— INSTRUCTIONS TO FOLLOW —
Type out every line of the data again, exactly.

— MATERIAL FOR THIS EXERCISE —
################

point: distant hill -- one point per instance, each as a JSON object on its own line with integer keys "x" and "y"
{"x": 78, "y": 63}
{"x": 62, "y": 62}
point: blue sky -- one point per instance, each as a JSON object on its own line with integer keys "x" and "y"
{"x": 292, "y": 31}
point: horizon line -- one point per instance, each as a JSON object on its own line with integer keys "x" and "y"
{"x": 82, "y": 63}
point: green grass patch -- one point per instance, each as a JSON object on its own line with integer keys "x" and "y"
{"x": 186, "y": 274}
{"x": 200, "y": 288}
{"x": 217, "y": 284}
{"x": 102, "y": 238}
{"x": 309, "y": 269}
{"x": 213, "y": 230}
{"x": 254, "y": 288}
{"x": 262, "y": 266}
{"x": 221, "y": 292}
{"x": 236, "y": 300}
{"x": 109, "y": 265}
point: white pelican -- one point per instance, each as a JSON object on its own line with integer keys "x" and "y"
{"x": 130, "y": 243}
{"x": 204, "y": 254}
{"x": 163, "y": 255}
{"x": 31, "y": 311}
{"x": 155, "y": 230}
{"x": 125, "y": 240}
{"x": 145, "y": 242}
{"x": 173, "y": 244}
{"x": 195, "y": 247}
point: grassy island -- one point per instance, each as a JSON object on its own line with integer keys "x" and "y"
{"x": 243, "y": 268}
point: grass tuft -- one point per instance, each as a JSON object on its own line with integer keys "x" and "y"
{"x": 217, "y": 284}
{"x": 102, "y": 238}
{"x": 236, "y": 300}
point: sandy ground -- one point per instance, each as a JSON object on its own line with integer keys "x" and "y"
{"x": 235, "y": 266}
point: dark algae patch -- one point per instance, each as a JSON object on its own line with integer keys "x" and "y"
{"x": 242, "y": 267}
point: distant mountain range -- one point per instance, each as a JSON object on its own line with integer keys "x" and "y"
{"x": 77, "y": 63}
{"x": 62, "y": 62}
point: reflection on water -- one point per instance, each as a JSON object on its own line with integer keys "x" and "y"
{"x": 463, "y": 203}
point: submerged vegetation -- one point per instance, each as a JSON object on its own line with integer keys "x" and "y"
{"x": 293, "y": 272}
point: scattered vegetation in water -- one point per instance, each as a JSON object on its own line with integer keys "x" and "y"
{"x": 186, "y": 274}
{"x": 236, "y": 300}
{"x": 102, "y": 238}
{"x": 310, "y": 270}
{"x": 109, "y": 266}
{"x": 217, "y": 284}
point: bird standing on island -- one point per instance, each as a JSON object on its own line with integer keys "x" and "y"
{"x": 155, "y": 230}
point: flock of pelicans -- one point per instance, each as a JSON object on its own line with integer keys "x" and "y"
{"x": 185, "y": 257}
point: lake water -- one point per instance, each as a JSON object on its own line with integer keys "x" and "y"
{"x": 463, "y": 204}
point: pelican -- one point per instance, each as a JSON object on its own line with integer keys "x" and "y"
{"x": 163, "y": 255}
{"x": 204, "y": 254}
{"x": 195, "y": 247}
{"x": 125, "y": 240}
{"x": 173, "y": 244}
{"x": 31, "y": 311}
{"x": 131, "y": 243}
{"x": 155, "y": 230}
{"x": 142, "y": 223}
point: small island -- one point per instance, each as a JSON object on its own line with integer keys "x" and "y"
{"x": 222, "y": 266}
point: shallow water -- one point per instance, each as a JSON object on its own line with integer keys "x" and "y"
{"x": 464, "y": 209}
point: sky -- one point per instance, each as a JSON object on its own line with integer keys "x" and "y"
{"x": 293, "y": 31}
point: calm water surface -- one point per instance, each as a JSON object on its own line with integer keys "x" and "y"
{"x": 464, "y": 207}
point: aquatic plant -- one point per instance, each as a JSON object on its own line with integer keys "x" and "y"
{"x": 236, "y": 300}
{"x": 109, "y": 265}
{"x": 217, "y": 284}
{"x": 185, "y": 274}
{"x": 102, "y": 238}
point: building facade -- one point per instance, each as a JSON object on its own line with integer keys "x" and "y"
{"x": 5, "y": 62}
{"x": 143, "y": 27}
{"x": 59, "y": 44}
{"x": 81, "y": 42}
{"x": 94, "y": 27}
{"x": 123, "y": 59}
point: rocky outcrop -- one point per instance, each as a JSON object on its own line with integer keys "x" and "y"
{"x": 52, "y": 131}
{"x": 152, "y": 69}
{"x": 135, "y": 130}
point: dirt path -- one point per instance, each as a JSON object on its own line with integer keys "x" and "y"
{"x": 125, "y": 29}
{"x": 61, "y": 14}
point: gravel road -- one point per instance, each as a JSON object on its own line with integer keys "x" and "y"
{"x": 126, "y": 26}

################

— THE COMPLETED TASK —
point: distant hill -- one point per instance, each as a JSON object on its own line with integer keys "x" and "y"
{"x": 78, "y": 63}
{"x": 62, "y": 62}
point: blue sky -- one point per instance, each as a JSON object on its own line with integer keys "x" and "y"
{"x": 292, "y": 31}
point: horizon line -- one point per instance, each as a JSON object on its own line with integer keys "x" and "y"
{"x": 82, "y": 63}
point: green grass patch -- one point per instance, each as a JSON object on its own line with integer keys "x" and "y"
{"x": 186, "y": 274}
{"x": 200, "y": 288}
{"x": 217, "y": 284}
{"x": 102, "y": 238}
{"x": 309, "y": 269}
{"x": 213, "y": 230}
{"x": 254, "y": 288}
{"x": 262, "y": 266}
{"x": 221, "y": 292}
{"x": 236, "y": 300}
{"x": 109, "y": 265}
point: white pelican -- one point per instance, each as a JSON object on its own line with integer keys "x" and "y"
{"x": 130, "y": 243}
{"x": 204, "y": 254}
{"x": 163, "y": 255}
{"x": 31, "y": 311}
{"x": 155, "y": 230}
{"x": 125, "y": 240}
{"x": 145, "y": 242}
{"x": 173, "y": 244}
{"x": 195, "y": 247}
point: grassy island -- one point per instance, each as a JSON object on its own line with integer keys "x" and "y"
{"x": 243, "y": 268}
point: grass tuft -- one point per instance, each as a JSON object on its own line with integer keys "x" and "y"
{"x": 217, "y": 284}
{"x": 102, "y": 238}
{"x": 236, "y": 300}
point: sandy ground -- one point per instance, each as a JSON object on its own line with integer keys "x" and "y"
{"x": 235, "y": 266}
point: dark algae patch -- one point per instance, each as a JSON object on its own line with integer keys "x" and "y"
{"x": 242, "y": 267}
point: distant mountain range -- one point per instance, each as a JSON object on its own line with integer keys "x" and "y"
{"x": 77, "y": 63}
{"x": 62, "y": 62}
point: reflection on water -- one point per instance, each as a JSON object on its own line with integer keys "x" and "y"
{"x": 463, "y": 203}
point: submerged vegetation -- one point per instance, each as a JSON object on its own line with integer keys "x" and "y"
{"x": 293, "y": 272}
point: scattered vegetation in water -- one point per instance, each as a JSON object on its own line with integer keys "x" and "y"
{"x": 186, "y": 274}
{"x": 236, "y": 300}
{"x": 102, "y": 238}
{"x": 310, "y": 270}
{"x": 109, "y": 266}
{"x": 217, "y": 284}
point: bird standing on island -- one point per instance, each as a JSON object on its own line with integer keys "x" and "y"
{"x": 155, "y": 230}
point: flock of pelicans -- one point per instance, each as a JSON object on its own line with integer keys "x" and "y"
{"x": 185, "y": 257}
point: lake water -- one point per instance, each as a JSON object on its own line with integer keys "x" and "y"
{"x": 463, "y": 204}
point: pelican -- one point per instance, each as a JSON object on its own line with integer keys "x" and "y"
{"x": 163, "y": 255}
{"x": 204, "y": 254}
{"x": 195, "y": 247}
{"x": 125, "y": 240}
{"x": 173, "y": 244}
{"x": 31, "y": 311}
{"x": 131, "y": 243}
{"x": 155, "y": 230}
{"x": 142, "y": 223}
point: small island -- one point per instance, each as a JSON object on its own line with integer keys "x" and "y"
{"x": 222, "y": 266}
point: shallow water -- one point per instance, each as a JSON object on its own line with integer keys "x" and "y"
{"x": 464, "y": 209}
point: sky -- one point per instance, each as a JSON object on its own line with integer keys "x" and "y"
{"x": 293, "y": 31}
point: calm water surface -- one point per instance, each as a JSON object on its own line with integer keys "x" and "y"
{"x": 464, "y": 207}
point: aquatic plant -- one point per instance, each as a JSON object on its own line with integer keys "x" and "y"
{"x": 236, "y": 300}
{"x": 109, "y": 265}
{"x": 217, "y": 284}
{"x": 185, "y": 274}
{"x": 102, "y": 238}
point: building facade -- one point per instance, each as a JSON object on its own line with integer keys "x" and "y"
{"x": 5, "y": 62}
{"x": 143, "y": 27}
{"x": 59, "y": 44}
{"x": 81, "y": 42}
{"x": 94, "y": 27}
{"x": 123, "y": 59}
point: rocky outcrop -- one point per instance, each as a JSON object on its own line with integer keys "x" and "y"
{"x": 52, "y": 131}
{"x": 152, "y": 69}
{"x": 135, "y": 130}
point: dirt path -- one point per instance, each as a JSON object on its own line with integer keys "x" and "y"
{"x": 125, "y": 29}
{"x": 61, "y": 14}
point: gravel road -- one point per instance, each as a JSON object on its own line with integer keys "x" and "y"
{"x": 126, "y": 26}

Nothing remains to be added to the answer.